**Exercise instructions:** Your job is to reproduce all of the data exactly.

**Entries provided:**
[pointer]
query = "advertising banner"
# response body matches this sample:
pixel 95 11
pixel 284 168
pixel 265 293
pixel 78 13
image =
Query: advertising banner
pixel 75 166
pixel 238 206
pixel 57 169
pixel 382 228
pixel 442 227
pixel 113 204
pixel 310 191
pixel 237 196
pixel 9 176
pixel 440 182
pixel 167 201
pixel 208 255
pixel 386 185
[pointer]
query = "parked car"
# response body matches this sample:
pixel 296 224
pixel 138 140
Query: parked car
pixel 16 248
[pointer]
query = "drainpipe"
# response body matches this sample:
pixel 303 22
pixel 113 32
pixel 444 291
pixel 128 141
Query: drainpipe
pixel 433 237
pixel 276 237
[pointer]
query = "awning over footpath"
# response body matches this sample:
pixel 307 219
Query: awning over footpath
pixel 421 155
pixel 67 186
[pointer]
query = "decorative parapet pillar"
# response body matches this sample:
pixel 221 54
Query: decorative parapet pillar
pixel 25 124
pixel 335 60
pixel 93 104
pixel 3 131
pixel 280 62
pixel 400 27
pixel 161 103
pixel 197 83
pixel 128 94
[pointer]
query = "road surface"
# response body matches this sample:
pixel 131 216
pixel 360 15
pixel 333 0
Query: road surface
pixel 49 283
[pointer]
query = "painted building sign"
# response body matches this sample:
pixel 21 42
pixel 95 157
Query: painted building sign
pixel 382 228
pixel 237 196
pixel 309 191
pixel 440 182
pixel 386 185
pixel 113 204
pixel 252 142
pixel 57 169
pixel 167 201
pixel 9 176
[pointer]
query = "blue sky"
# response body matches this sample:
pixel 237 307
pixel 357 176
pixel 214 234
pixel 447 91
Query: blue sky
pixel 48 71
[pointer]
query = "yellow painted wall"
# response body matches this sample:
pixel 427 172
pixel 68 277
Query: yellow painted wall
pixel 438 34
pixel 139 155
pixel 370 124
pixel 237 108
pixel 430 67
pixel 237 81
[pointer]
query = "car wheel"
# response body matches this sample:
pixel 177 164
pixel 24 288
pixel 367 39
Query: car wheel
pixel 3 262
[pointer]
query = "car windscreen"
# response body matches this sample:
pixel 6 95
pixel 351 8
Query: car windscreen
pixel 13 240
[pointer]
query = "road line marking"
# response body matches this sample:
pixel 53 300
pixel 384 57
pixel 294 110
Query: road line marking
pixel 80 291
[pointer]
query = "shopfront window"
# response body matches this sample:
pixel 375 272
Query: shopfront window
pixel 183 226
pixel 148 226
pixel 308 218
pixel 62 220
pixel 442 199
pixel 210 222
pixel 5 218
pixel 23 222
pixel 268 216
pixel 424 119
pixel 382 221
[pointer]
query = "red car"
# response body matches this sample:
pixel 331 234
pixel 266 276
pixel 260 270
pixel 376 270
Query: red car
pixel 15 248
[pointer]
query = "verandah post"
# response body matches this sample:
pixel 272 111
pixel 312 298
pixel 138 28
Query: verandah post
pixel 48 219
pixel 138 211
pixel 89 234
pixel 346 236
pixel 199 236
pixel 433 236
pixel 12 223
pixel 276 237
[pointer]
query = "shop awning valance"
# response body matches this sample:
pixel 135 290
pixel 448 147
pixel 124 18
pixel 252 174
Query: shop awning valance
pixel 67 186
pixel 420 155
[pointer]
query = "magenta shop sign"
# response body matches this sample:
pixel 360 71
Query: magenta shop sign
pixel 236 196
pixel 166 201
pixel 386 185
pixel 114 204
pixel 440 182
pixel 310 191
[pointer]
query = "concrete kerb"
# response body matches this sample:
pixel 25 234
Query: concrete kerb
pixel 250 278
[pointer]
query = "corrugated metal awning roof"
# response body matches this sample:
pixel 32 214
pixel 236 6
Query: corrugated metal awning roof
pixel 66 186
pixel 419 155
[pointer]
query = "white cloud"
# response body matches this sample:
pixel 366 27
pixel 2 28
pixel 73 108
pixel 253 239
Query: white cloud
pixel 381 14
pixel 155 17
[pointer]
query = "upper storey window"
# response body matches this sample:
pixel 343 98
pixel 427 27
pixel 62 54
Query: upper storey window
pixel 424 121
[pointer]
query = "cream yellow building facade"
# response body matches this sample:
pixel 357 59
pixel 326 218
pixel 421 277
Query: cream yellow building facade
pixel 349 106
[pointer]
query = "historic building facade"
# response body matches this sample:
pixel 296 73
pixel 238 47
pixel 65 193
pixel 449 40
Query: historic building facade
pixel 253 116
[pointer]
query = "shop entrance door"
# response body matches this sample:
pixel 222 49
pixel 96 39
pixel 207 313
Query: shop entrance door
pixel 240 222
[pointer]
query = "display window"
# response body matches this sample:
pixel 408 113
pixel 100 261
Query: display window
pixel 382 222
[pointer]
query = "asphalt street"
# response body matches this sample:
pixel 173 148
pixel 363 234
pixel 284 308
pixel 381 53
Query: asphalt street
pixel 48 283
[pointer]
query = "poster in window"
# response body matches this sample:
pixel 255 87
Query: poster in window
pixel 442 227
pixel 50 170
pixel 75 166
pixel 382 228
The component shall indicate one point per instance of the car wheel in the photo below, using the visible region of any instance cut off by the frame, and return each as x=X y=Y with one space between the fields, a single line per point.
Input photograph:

**Answer section:**
[pointer]
query = "advertising banner"
# response body matches this sample:
pixel 95 11
pixel 284 168
pixel 265 293
pixel 78 13
image =
Query: advertising banner
pixel 75 166
pixel 238 206
pixel 57 169
pixel 382 228
pixel 442 227
pixel 113 204
pixel 310 191
pixel 237 196
pixel 9 176
pixel 440 182
pixel 167 201
pixel 208 255
pixel 386 185
[pointer]
query = "parked car"
# response body matches this sample:
pixel 296 224
pixel 138 140
Query: parked car
pixel 16 248
[pointer]
query = "drainpipe"
# response body matches this sample:
pixel 303 22
pixel 113 32
pixel 444 291
pixel 128 141
Query: drainpipe
pixel 433 237
pixel 276 237
[pointer]
query = "awning over footpath"
# response body matches this sample:
pixel 307 219
Query: awning over footpath
pixel 421 155
pixel 67 186
[pointer]
query = "decorative parapet pillar"
# response body matches this sample:
pixel 221 54
Query: decorative parapet pillar
pixel 25 124
pixel 335 60
pixel 93 104
pixel 3 131
pixel 280 62
pixel 400 27
pixel 161 103
pixel 197 83
pixel 128 94
[pointer]
query = "road surface"
# response body matches this sample:
pixel 131 216
pixel 360 15
pixel 333 0
Query: road surface
pixel 49 283
[pointer]
query = "painted building sign"
# response body matches this sample:
pixel 21 42
pixel 95 157
Query: painted building sign
pixel 382 228
pixel 237 196
pixel 309 191
pixel 440 182
pixel 386 185
pixel 113 204
pixel 252 142
pixel 57 169
pixel 167 201
pixel 9 176
[pointer]
query = "blue sky"
# response body matches this sample:
pixel 237 307
pixel 357 176
pixel 214 234
pixel 447 91
Query: blue sky
pixel 48 71
[pointer]
query = "yellow painted wall"
# response body matches this sample:
pixel 427 172
pixel 68 277
Query: yellow painted wall
pixel 438 34
pixel 139 155
pixel 370 124
pixel 237 108
pixel 430 67
pixel 237 81
[pointer]
query = "car wheel"
# response body matches this sample:
pixel 177 164
pixel 24 288
pixel 367 39
Query: car wheel
pixel 3 262
[pointer]
query = "car windscreen"
# response body matches this sample:
pixel 6 95
pixel 351 8
Query: car windscreen
pixel 13 240
[pointer]
query = "road line marking"
# response body matches this sample:
pixel 53 300
pixel 384 57
pixel 294 110
Query: road line marking
pixel 80 291
[pointer]
query = "shopfront window"
# response body matches this sample:
pixel 375 272
Query: shopfront window
pixel 183 226
pixel 148 226
pixel 308 218
pixel 62 220
pixel 442 199
pixel 210 222
pixel 5 218
pixel 23 222
pixel 268 216
pixel 424 119
pixel 382 221
[pointer]
query = "red car"
# response body matches this sample:
pixel 331 234
pixel 266 276
pixel 260 270
pixel 376 270
Query: red car
pixel 15 248
[pointer]
query = "verandah post"
# response body matches this sample:
pixel 272 111
pixel 312 298
pixel 138 28
Query: verandah post
pixel 48 219
pixel 138 211
pixel 89 234
pixel 346 236
pixel 199 236
pixel 433 236
pixel 12 223
pixel 276 237
[pointer]
query = "shop awning valance"
# response body matches this sample:
pixel 135 290
pixel 448 147
pixel 124 18
pixel 252 174
Query: shop awning valance
pixel 67 186
pixel 420 155
[pointer]
query = "magenta shop sign"
# response body matches this sample:
pixel 360 71
Query: magenta shop sign
pixel 236 196
pixel 166 201
pixel 386 185
pixel 114 204
pixel 440 182
pixel 310 191
[pointer]
query = "concrete kerb"
# response body matches this sample:
pixel 25 234
Query: concrete kerb
pixel 250 278
[pointer]
query = "corrugated metal awning roof"
# response body matches this sample:
pixel 32 214
pixel 236 6
Query: corrugated metal awning roof
pixel 66 186
pixel 419 155
[pointer]
query = "white cloud"
# response body matches this sample:
pixel 366 27
pixel 2 28
pixel 73 108
pixel 253 239
Query: white cloud
pixel 381 14
pixel 155 17
[pointer]
query = "upper storey window"
# response body matches this sample:
pixel 343 98
pixel 427 27
pixel 62 54
Query: upper storey window
pixel 424 121
[pointer]
query = "cream yellow building facade"
# response body matches this sample:
pixel 357 59
pixel 326 218
pixel 421 277
Query: cream yellow building facade
pixel 349 106
[pointer]
query = "historic building facade"
# response body matches this sample:
pixel 296 73
pixel 238 47
pixel 65 193
pixel 449 40
Query: historic building facade
pixel 253 116
[pointer]
query = "shop entrance door"
# response body matches this sample:
pixel 222 49
pixel 96 39
pixel 207 313
Query: shop entrance door
pixel 240 222
[pointer]
query = "display window"
# response body matches this sample:
pixel 408 113
pixel 100 261
Query: display window
pixel 382 222
[pointer]
query = "asphalt street"
# response body matches this sample:
pixel 173 148
pixel 363 234
pixel 284 308
pixel 381 53
Query: asphalt street
pixel 48 283
[pointer]
query = "poster in window"
# response body matches this sample:
pixel 255 87
Query: poster in window
pixel 442 227
pixel 50 170
pixel 75 166
pixel 382 228
The component shall indicate one point per instance of the car wheel in the photo below, using the visible region of any instance cut off by the frame, and return each as x=X y=Y with one space between the fields, a single line per point.
Input photograph:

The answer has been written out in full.